**To do**.
Look for the string "shaped" in the listing below and copy every line in which it appears.

====== Task input

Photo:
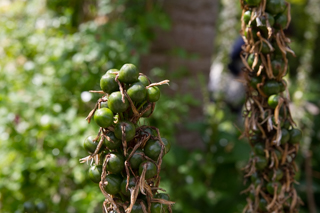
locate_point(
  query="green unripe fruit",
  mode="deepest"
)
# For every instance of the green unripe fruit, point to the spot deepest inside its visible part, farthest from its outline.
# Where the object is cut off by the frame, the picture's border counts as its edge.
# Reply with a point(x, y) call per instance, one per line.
point(295, 136)
point(259, 149)
point(28, 207)
point(153, 94)
point(254, 81)
point(95, 173)
point(128, 74)
point(151, 169)
point(129, 130)
point(115, 102)
point(281, 21)
point(103, 117)
point(275, 6)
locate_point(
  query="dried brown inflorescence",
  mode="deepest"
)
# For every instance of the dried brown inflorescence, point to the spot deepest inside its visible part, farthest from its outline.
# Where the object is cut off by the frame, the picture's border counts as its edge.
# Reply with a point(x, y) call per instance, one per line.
point(268, 122)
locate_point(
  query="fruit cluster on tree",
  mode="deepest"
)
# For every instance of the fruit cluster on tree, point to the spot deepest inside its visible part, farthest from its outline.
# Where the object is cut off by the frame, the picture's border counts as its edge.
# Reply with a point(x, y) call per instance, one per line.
point(268, 124)
point(127, 156)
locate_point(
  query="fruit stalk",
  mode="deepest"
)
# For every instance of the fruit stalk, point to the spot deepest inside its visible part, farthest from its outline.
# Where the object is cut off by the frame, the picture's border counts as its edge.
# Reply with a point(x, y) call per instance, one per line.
point(268, 123)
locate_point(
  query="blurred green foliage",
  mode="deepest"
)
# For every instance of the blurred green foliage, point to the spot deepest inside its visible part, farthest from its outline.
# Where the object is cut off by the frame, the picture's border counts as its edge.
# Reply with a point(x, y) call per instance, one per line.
point(54, 52)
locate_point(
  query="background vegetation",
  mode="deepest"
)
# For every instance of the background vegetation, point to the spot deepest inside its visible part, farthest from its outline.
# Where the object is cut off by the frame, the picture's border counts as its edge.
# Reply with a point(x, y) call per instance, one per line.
point(52, 53)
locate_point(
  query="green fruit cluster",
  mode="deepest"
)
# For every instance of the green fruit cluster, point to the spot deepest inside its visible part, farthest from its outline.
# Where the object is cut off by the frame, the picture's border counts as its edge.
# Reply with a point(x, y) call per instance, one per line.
point(124, 151)
point(269, 125)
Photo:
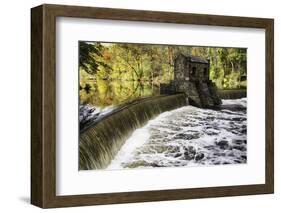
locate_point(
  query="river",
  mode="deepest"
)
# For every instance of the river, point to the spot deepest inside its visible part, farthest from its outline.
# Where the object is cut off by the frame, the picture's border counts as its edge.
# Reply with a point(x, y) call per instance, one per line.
point(188, 136)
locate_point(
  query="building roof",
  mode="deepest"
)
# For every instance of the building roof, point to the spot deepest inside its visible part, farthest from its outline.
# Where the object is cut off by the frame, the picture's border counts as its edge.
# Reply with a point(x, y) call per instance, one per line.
point(198, 59)
point(195, 59)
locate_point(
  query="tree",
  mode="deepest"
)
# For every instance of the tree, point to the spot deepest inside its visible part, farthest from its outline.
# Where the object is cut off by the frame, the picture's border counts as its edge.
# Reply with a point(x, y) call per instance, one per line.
point(89, 54)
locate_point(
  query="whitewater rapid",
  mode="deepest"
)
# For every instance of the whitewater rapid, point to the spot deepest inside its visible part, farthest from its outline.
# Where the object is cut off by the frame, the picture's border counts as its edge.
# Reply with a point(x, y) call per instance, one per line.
point(188, 136)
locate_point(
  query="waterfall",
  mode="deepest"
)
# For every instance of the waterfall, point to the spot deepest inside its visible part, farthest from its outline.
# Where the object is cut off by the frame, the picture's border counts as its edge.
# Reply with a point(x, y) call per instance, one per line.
point(101, 140)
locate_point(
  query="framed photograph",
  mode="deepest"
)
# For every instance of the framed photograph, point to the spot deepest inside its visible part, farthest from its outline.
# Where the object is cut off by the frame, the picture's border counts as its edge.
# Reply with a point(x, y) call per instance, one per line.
point(136, 106)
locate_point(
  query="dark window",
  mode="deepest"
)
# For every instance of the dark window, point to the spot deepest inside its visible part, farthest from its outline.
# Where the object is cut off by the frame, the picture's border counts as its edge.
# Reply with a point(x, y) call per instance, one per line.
point(193, 70)
point(205, 71)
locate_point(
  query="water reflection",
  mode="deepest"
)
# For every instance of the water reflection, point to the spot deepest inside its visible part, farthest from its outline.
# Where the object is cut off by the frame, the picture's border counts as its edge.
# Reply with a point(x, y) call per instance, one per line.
point(104, 93)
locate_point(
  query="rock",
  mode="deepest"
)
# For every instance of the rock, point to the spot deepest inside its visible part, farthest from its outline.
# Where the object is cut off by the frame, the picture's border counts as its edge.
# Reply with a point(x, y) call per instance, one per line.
point(189, 153)
point(223, 144)
point(87, 114)
point(186, 136)
point(199, 156)
point(241, 148)
point(178, 155)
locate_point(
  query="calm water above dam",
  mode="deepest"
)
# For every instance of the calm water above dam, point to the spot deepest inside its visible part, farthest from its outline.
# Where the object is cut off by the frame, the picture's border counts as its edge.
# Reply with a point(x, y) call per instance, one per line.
point(106, 93)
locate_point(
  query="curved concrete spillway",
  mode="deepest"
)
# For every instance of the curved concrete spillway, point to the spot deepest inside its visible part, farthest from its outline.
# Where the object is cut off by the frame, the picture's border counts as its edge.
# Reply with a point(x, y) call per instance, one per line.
point(101, 140)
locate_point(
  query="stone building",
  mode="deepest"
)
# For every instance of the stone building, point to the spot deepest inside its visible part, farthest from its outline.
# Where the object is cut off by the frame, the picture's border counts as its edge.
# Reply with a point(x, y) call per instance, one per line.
point(191, 76)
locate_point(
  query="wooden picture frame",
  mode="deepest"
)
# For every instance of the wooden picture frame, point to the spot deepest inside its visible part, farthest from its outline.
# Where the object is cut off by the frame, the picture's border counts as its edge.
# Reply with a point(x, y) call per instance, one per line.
point(43, 105)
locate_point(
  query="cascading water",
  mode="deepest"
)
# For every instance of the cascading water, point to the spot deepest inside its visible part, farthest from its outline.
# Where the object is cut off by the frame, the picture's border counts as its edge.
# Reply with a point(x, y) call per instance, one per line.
point(100, 141)
point(188, 136)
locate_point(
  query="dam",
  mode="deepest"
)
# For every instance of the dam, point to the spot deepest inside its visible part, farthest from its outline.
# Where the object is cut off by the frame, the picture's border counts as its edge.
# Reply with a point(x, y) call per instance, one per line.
point(102, 138)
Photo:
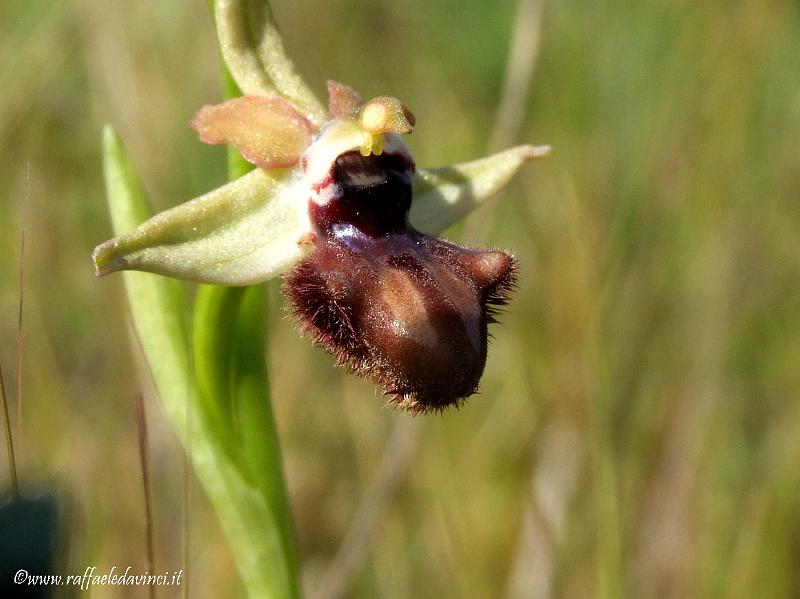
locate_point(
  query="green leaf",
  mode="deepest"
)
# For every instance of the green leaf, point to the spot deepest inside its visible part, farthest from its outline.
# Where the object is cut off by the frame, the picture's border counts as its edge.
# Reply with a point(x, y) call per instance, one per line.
point(444, 195)
point(254, 53)
point(233, 443)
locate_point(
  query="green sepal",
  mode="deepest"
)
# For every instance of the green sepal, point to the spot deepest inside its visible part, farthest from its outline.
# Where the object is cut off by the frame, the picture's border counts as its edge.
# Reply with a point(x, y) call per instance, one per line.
point(244, 232)
point(444, 195)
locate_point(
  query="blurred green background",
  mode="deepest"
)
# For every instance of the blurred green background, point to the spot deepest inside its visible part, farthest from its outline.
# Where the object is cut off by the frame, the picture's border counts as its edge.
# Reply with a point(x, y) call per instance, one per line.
point(638, 427)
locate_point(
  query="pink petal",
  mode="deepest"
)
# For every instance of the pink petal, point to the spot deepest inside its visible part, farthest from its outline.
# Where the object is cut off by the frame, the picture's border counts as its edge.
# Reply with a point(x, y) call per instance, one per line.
point(267, 131)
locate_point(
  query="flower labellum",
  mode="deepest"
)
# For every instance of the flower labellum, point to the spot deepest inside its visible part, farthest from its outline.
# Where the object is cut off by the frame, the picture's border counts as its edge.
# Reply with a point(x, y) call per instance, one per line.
point(404, 309)
point(332, 208)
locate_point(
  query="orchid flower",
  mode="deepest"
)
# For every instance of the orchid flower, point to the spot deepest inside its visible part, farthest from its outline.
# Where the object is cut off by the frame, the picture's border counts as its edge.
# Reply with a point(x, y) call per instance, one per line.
point(337, 205)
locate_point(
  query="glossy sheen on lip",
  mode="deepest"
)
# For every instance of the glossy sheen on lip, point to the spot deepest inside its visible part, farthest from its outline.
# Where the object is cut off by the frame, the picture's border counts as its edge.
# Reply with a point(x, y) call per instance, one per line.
point(404, 309)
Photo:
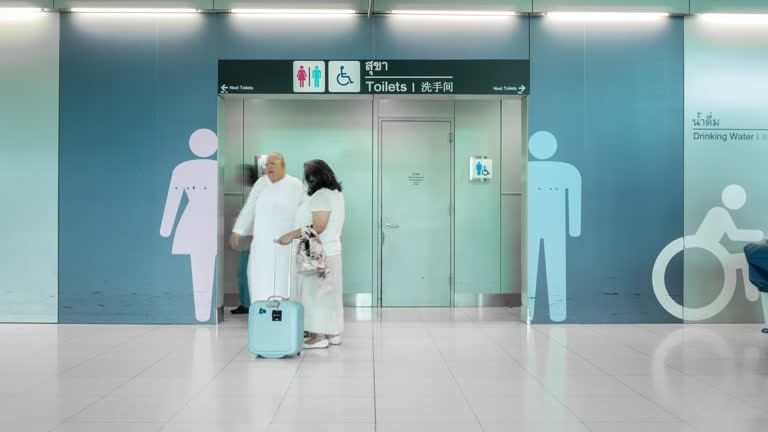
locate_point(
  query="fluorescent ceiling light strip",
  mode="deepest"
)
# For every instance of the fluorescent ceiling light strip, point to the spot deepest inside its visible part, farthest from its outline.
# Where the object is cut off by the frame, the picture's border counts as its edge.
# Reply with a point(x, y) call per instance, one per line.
point(736, 18)
point(294, 11)
point(132, 10)
point(20, 11)
point(607, 16)
point(452, 13)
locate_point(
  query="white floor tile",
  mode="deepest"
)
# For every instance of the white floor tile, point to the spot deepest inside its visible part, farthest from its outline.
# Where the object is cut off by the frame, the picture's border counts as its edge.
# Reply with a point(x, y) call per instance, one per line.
point(617, 409)
point(422, 369)
point(427, 427)
point(528, 409)
point(423, 409)
point(538, 427)
point(326, 410)
point(641, 427)
point(110, 426)
point(130, 409)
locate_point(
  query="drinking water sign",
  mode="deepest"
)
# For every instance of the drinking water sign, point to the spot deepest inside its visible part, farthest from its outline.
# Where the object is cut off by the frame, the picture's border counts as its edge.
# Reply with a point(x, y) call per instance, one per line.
point(427, 77)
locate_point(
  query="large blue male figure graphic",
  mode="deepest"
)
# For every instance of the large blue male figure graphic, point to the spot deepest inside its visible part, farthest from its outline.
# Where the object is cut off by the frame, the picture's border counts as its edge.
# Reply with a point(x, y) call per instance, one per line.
point(554, 191)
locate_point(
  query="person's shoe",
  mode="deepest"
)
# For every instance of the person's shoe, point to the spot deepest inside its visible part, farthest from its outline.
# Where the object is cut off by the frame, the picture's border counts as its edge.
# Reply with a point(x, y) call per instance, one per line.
point(240, 310)
point(316, 342)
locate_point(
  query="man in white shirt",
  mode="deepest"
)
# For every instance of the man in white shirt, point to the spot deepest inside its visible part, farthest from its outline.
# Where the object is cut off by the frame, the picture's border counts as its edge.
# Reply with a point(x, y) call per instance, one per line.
point(269, 212)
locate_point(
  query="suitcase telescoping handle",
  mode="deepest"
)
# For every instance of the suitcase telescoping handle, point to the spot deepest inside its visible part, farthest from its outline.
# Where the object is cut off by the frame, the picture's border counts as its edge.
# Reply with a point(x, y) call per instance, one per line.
point(274, 300)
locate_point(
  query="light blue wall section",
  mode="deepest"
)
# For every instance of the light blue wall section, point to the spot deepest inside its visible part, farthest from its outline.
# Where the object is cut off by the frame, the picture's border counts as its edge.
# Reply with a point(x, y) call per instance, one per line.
point(474, 5)
point(729, 6)
point(265, 37)
point(671, 6)
point(477, 265)
point(612, 95)
point(194, 4)
point(134, 88)
point(26, 3)
point(29, 129)
point(440, 37)
point(358, 5)
point(726, 143)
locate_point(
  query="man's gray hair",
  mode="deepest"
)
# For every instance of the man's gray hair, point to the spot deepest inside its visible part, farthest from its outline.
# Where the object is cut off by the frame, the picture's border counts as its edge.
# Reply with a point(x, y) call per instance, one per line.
point(277, 155)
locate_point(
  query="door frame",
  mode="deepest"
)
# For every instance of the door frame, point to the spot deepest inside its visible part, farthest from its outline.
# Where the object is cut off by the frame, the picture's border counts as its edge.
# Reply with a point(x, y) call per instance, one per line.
point(378, 214)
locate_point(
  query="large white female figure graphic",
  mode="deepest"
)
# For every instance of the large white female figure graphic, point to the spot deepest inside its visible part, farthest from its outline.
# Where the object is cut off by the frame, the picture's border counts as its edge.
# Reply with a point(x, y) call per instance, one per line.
point(196, 231)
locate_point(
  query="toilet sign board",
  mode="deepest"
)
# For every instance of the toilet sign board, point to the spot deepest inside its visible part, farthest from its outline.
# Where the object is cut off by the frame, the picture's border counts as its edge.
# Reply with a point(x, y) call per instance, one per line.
point(480, 169)
point(424, 77)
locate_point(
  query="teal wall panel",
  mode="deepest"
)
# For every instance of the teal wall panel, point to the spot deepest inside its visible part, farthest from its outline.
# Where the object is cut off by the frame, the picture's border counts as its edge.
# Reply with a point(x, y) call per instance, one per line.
point(29, 128)
point(358, 5)
point(478, 205)
point(726, 143)
point(729, 6)
point(195, 4)
point(475, 5)
point(26, 4)
point(671, 6)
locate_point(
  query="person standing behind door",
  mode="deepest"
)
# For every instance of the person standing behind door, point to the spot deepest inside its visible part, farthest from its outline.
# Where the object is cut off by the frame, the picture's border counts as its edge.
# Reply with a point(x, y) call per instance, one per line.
point(268, 212)
point(322, 297)
point(250, 176)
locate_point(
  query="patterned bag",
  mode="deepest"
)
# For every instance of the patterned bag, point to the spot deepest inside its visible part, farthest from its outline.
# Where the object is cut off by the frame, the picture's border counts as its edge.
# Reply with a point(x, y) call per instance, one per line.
point(311, 257)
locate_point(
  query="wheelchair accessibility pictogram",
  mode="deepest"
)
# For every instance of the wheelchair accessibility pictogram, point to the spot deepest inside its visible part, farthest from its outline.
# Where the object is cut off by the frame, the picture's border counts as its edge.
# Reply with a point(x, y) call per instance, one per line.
point(343, 79)
point(717, 222)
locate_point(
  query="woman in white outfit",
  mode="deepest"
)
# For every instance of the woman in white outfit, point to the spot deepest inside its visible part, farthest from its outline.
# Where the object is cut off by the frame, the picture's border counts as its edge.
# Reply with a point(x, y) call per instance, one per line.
point(322, 297)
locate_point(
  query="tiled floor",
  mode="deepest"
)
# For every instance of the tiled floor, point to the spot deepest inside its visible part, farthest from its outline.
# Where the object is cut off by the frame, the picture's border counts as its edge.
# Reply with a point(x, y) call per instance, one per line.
point(399, 370)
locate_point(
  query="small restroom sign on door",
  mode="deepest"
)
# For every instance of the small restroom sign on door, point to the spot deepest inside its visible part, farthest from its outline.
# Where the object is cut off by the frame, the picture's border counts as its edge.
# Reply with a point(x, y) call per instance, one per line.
point(309, 77)
point(480, 169)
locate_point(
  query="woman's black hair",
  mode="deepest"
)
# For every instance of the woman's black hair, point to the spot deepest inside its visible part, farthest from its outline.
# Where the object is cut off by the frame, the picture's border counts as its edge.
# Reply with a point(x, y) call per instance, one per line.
point(319, 175)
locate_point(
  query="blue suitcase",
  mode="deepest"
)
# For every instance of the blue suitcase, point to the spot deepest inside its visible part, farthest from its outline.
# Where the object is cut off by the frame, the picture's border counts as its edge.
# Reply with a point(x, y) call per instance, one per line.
point(275, 328)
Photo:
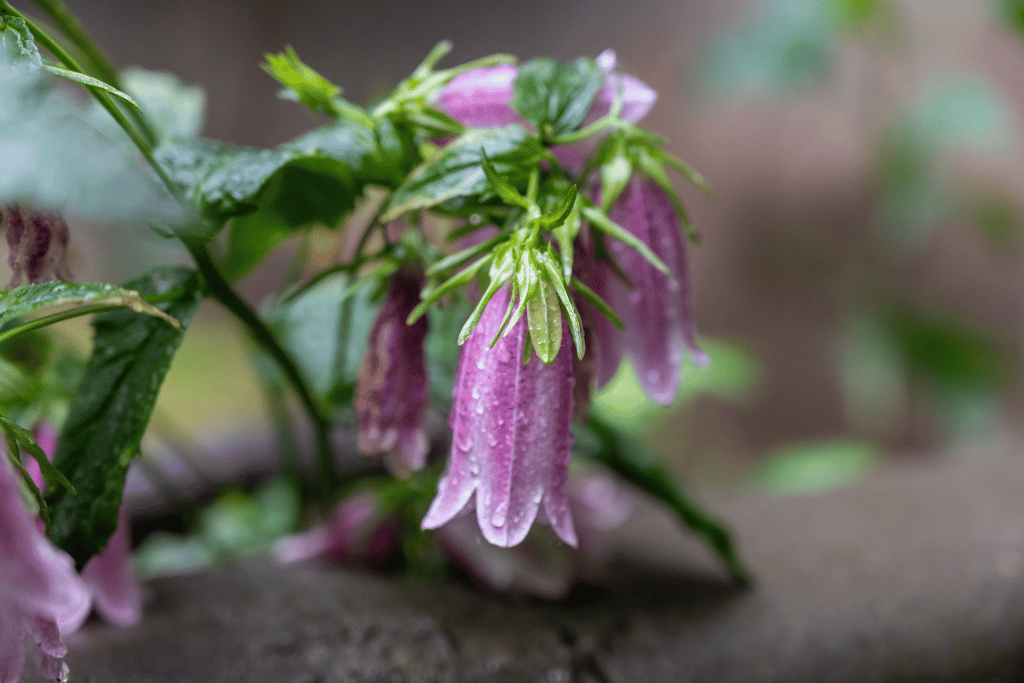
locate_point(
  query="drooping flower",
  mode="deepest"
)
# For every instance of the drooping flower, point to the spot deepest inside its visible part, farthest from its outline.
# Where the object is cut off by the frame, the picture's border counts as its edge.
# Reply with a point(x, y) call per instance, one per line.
point(656, 312)
point(113, 586)
point(391, 392)
point(480, 97)
point(40, 594)
point(38, 244)
point(511, 439)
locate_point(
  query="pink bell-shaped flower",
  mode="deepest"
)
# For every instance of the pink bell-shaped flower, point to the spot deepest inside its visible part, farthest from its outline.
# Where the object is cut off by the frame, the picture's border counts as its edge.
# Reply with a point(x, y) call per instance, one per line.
point(40, 593)
point(391, 392)
point(38, 244)
point(113, 585)
point(511, 438)
point(656, 313)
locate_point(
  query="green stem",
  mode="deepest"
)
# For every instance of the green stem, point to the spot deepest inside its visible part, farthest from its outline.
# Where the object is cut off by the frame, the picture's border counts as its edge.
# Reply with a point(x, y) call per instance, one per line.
point(65, 20)
point(218, 288)
point(104, 100)
point(74, 312)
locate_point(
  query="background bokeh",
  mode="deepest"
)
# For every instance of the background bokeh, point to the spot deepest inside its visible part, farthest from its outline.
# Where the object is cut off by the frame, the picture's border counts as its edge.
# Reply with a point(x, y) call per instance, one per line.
point(859, 282)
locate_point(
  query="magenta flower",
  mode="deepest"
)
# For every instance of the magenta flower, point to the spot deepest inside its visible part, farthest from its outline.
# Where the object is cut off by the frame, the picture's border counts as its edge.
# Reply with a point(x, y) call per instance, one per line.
point(480, 97)
point(39, 591)
point(656, 311)
point(38, 244)
point(391, 392)
point(114, 589)
point(511, 439)
point(358, 531)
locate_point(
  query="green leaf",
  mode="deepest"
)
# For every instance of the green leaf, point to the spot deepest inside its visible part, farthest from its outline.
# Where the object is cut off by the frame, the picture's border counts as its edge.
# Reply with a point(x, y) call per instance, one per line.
point(556, 97)
point(24, 438)
point(225, 181)
point(503, 263)
point(251, 238)
point(111, 412)
point(307, 327)
point(545, 322)
point(555, 280)
point(30, 298)
point(623, 456)
point(308, 86)
point(458, 169)
point(596, 301)
point(91, 82)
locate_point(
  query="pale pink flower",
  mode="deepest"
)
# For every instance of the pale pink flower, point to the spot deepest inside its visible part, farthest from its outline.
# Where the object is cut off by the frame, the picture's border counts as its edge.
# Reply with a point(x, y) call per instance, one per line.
point(38, 244)
point(40, 594)
point(391, 392)
point(656, 312)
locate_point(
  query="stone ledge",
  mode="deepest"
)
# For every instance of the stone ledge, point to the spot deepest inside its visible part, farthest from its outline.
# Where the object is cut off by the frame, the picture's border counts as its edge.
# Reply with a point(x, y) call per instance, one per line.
point(915, 575)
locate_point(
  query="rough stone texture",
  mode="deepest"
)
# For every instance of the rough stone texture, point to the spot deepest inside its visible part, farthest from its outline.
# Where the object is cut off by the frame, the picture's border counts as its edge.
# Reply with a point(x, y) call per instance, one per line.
point(915, 575)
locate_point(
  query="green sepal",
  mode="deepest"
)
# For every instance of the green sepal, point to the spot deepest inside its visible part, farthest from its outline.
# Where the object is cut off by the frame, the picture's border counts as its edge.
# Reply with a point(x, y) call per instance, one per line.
point(545, 322)
point(455, 282)
point(110, 413)
point(468, 254)
point(503, 265)
point(554, 278)
point(35, 497)
point(20, 437)
point(457, 171)
point(600, 221)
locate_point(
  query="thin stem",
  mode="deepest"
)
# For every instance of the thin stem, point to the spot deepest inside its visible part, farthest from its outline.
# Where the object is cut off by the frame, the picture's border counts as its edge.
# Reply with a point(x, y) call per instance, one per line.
point(104, 100)
point(74, 312)
point(102, 67)
point(218, 288)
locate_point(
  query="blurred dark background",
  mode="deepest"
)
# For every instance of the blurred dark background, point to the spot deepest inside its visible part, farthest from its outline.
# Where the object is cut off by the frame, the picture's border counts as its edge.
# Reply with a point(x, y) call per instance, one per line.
point(860, 274)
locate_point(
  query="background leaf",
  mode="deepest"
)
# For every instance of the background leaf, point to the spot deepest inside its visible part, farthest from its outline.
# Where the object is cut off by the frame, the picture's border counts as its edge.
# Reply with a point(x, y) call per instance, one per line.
point(112, 410)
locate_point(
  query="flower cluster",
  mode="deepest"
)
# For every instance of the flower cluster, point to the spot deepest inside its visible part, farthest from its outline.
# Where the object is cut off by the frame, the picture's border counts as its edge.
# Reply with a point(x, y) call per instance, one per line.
point(511, 410)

============

**Result for this exercise**.
  query="pink bell-shaped flower",
# For every instance of the pink bell-shaped flower, point to the spot deepest inside its visible part, farthest from its outline.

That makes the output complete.